Point annotation dataset records
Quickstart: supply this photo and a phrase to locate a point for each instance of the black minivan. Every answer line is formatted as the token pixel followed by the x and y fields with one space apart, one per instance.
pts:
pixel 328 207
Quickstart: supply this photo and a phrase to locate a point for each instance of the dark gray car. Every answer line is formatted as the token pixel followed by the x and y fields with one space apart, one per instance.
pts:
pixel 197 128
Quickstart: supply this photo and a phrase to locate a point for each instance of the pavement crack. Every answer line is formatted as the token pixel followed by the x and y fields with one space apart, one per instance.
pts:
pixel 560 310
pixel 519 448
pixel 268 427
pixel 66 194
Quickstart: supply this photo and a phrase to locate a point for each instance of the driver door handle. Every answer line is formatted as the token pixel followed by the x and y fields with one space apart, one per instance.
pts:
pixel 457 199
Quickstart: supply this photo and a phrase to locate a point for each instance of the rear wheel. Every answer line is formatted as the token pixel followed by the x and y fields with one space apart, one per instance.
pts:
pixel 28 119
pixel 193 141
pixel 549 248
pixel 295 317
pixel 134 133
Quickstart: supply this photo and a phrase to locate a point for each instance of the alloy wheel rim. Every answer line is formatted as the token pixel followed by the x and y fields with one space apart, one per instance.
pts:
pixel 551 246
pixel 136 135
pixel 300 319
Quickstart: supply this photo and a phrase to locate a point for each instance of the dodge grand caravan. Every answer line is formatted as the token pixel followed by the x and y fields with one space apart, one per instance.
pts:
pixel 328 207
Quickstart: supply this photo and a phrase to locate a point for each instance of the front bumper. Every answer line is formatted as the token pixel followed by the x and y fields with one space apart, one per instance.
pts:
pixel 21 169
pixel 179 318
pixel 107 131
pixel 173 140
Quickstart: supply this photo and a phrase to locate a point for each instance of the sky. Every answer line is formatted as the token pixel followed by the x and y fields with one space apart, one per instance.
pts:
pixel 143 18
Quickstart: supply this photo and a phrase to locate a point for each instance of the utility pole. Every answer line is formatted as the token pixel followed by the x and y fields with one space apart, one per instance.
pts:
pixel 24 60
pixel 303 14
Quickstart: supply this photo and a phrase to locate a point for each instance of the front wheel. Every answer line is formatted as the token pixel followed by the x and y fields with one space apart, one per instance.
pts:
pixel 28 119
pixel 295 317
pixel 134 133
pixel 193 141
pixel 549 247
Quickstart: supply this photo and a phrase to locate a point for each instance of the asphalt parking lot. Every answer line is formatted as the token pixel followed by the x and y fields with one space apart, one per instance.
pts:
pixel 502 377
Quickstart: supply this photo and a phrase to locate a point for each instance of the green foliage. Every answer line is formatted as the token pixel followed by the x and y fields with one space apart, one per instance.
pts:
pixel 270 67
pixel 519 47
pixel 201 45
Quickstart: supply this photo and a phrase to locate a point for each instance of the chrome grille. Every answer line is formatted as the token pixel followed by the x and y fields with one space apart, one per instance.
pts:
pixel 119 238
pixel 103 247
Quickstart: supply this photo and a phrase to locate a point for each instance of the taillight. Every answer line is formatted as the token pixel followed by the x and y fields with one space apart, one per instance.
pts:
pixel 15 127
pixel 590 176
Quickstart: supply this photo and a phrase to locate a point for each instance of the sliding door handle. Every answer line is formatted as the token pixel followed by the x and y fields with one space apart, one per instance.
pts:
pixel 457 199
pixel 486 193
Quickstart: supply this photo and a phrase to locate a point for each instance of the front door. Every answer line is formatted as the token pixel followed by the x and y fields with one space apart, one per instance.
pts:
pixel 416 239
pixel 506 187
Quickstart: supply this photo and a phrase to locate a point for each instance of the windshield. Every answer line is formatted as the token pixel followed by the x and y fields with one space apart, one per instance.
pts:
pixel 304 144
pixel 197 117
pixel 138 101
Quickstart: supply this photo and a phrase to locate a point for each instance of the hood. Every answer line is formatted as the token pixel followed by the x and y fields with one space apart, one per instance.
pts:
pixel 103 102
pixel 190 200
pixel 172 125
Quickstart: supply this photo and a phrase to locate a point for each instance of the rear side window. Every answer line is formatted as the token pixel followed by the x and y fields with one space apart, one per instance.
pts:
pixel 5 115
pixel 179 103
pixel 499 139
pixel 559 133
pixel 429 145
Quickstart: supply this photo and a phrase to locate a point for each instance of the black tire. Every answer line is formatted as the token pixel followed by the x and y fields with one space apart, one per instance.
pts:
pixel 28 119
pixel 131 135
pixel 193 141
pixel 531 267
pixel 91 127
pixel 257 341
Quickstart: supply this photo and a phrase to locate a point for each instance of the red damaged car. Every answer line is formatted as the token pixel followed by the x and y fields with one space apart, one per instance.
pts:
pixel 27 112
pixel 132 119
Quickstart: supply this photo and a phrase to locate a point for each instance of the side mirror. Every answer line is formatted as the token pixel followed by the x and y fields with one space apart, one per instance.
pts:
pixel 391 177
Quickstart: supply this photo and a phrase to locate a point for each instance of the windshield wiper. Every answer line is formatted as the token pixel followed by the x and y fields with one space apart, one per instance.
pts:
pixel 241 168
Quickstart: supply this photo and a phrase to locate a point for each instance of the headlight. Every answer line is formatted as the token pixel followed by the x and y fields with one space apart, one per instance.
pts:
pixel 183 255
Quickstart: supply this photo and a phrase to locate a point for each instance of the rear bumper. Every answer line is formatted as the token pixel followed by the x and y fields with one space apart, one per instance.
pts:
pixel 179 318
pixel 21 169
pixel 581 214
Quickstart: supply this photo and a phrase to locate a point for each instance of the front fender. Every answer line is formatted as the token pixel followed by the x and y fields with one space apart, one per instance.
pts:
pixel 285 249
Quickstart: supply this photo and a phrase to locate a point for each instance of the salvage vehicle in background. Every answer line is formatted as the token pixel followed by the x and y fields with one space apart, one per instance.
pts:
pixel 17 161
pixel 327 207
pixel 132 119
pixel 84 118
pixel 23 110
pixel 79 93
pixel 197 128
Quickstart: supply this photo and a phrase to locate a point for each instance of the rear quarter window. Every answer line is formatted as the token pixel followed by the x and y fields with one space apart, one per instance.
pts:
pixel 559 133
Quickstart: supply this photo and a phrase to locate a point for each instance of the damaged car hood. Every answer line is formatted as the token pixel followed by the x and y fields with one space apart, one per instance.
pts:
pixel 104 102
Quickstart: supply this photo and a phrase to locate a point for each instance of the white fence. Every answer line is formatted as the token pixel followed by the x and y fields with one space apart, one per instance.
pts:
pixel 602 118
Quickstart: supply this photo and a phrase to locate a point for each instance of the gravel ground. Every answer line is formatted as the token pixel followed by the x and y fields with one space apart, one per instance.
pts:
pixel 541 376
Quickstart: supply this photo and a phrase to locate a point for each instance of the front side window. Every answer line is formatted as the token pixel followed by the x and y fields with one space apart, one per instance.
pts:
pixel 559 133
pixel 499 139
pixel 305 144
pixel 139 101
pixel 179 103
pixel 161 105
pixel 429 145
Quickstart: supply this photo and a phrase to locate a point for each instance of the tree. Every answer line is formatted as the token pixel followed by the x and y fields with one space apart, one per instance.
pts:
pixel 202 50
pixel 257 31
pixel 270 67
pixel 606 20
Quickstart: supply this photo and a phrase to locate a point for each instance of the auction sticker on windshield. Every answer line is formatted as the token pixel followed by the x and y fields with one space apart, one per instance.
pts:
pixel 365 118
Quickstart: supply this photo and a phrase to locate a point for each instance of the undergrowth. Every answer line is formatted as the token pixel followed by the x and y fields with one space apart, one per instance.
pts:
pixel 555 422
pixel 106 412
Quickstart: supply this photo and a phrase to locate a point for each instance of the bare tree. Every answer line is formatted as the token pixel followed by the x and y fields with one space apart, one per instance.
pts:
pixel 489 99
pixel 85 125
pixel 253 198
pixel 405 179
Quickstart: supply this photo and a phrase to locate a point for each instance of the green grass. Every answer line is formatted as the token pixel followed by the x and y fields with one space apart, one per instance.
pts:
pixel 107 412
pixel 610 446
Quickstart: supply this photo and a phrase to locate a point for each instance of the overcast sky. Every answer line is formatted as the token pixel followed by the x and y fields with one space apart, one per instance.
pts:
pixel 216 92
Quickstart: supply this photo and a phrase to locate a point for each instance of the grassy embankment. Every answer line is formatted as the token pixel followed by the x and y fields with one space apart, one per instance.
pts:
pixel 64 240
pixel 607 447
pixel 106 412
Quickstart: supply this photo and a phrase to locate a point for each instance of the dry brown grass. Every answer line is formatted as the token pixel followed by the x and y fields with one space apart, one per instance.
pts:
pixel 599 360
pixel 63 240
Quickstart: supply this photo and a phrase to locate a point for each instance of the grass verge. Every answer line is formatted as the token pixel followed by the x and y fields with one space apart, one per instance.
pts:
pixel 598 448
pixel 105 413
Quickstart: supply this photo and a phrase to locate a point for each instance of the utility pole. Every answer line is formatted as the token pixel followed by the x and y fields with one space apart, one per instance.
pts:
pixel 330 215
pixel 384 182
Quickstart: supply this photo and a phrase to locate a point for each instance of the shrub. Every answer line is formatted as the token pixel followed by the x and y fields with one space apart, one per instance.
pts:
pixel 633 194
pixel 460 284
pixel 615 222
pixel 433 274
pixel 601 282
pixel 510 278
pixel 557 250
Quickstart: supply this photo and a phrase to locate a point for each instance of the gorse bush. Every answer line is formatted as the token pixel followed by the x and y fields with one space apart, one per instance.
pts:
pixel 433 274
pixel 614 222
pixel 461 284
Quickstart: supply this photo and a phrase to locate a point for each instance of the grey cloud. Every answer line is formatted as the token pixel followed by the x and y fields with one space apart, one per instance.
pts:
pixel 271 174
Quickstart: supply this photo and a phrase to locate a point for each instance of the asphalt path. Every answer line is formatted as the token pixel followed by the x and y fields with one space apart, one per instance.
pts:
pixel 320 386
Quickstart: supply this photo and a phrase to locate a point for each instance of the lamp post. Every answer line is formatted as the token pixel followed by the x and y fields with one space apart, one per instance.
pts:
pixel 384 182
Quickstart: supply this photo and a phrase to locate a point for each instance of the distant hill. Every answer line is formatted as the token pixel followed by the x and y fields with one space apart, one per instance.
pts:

## Task statement
Recast the data above as a JSON list of strings, one string per line, with blank lines omitted. Cover only the part that opens with the line containing "of the sky." and closes with the line containing "pixel 303 14", both lines included.

## Result
[
  "Quickstart: supply this photo and a phrase to locate a point for each instance of the sky. Every answer line is formatted as the token pixel followed by the x and y fields with one space apart, one per instance.",
  "pts:",
  "pixel 143 18",
  "Quickstart: supply this photo and a phrase to locate a point for each instance of the utility pole. Every answer line is formatted as the token pixel followed by the x and y fields with one space apart, one per instance.",
  "pts:",
  "pixel 24 60",
  "pixel 303 14"
]